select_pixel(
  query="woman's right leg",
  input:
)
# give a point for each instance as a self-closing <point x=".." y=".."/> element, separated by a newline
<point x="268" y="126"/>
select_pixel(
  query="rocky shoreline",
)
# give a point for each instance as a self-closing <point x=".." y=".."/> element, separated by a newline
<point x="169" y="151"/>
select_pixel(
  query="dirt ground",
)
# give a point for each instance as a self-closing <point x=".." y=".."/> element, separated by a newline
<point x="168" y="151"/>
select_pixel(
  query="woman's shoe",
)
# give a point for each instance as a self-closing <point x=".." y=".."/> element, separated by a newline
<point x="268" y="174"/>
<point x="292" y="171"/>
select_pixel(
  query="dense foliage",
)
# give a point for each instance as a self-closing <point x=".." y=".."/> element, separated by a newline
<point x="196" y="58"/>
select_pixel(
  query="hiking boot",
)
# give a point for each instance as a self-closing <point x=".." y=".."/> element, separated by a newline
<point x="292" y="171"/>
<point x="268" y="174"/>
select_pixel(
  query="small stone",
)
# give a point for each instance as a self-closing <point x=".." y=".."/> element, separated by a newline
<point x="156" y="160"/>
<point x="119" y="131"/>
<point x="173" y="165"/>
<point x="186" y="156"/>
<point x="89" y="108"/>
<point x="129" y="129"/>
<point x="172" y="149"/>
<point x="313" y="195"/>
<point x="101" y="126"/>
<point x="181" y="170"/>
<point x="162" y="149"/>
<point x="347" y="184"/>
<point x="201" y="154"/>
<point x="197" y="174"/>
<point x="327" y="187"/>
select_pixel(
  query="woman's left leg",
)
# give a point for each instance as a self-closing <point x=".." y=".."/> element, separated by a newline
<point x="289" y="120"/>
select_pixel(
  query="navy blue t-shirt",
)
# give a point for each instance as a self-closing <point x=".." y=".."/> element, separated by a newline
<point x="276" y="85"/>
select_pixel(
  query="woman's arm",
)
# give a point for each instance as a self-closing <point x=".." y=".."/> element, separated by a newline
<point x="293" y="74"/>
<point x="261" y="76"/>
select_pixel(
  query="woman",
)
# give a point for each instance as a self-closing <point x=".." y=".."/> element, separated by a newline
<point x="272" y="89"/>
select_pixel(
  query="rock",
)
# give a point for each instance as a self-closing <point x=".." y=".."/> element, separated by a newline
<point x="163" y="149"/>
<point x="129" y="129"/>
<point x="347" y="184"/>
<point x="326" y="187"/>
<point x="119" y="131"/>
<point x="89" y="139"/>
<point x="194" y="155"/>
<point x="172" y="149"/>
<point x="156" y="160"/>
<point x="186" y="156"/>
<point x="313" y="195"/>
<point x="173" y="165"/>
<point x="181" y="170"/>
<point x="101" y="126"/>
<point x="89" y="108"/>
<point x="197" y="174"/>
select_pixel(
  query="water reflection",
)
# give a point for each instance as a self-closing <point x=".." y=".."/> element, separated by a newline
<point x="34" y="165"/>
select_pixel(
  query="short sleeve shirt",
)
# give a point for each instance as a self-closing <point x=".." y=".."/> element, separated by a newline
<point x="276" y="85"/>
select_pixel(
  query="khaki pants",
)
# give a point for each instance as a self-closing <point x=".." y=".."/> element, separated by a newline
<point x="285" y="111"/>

## GIVEN INSTRUCTION
Each record must be repeated exactly as it is.

## WRITTEN RESPONSE
select_pixel(
  query="woman's right leg",
  input:
)
# give a point for each instance as a self-closing <point x=".." y=".."/> element, separated by a newline
<point x="268" y="126"/>
select_pixel(
  query="rocky shoreline",
)
# give a point for each instance as a self-closing <point x=".." y=".."/> element, separated by a newline
<point x="169" y="151"/>
select_pixel(
  query="dirt ground",
)
# give a point for each instance as a self-closing <point x=".." y=".."/> element, separated by a newline
<point x="168" y="151"/>
select_pixel(
  query="woman's shoe",
)
# give a point for each instance as a self-closing <point x=".." y=".."/> element, separated by a newline
<point x="268" y="174"/>
<point x="292" y="171"/>
select_pixel(
  query="dense foliage",
)
# give a point for each instance as a self-closing <point x=".." y=".."/> element, separated by a newline
<point x="196" y="58"/>
select_pixel(
  query="hiking boot",
)
# give a point for each instance as a self-closing <point x=".." y=".."/> element, separated by a newline
<point x="292" y="171"/>
<point x="268" y="174"/>
select_pixel(
  query="small stone",
)
# give a point for each instance as a self-closing <point x=".." y=".."/> element, separated by a newline
<point x="156" y="160"/>
<point x="119" y="131"/>
<point x="173" y="165"/>
<point x="186" y="156"/>
<point x="89" y="108"/>
<point x="129" y="129"/>
<point x="172" y="149"/>
<point x="313" y="195"/>
<point x="101" y="126"/>
<point x="181" y="170"/>
<point x="162" y="149"/>
<point x="347" y="184"/>
<point x="201" y="154"/>
<point x="197" y="174"/>
<point x="327" y="187"/>
select_pixel(
  query="woman's left leg",
)
# give a point for each instance as a self-closing <point x=".." y=".."/> element, separated by a newline
<point x="289" y="120"/>
select_pixel(
  query="navy blue t-shirt",
)
# give a point for each instance as a self-closing <point x=".." y=".."/> element, separated by a newline
<point x="276" y="85"/>
select_pixel(
  query="woman's arm",
)
# give a point for each instance as a self-closing <point x=".." y=".."/> element, separated by a newline
<point x="293" y="74"/>
<point x="261" y="76"/>
select_pixel(
  query="woman",
)
# give a point for each instance as a self-closing <point x=".." y=".."/> element, separated by a newline
<point x="272" y="89"/>
select_pixel(
  query="rock",
)
# give a point for each instance as a self-closing <point x=".." y=".."/> element, separated by a newline
<point x="163" y="149"/>
<point x="129" y="129"/>
<point x="347" y="184"/>
<point x="326" y="187"/>
<point x="119" y="131"/>
<point x="89" y="139"/>
<point x="194" y="155"/>
<point x="172" y="149"/>
<point x="156" y="160"/>
<point x="186" y="156"/>
<point x="313" y="195"/>
<point x="173" y="165"/>
<point x="181" y="170"/>
<point x="101" y="126"/>
<point x="89" y="108"/>
<point x="197" y="174"/>
select_pixel(
  query="water reflection",
)
# give a point for each instance as a self-closing <point x=".." y=".."/> element, separated by a newline
<point x="34" y="165"/>
select_pixel(
  query="short sleeve shirt",
)
# give a point for each instance as a self-closing <point x=".." y=".."/> element, separated by a newline
<point x="276" y="85"/>
select_pixel(
  query="khaki pants",
)
# give a point for each instance as a self-closing <point x=".." y=".."/> element, separated by a newline
<point x="285" y="111"/>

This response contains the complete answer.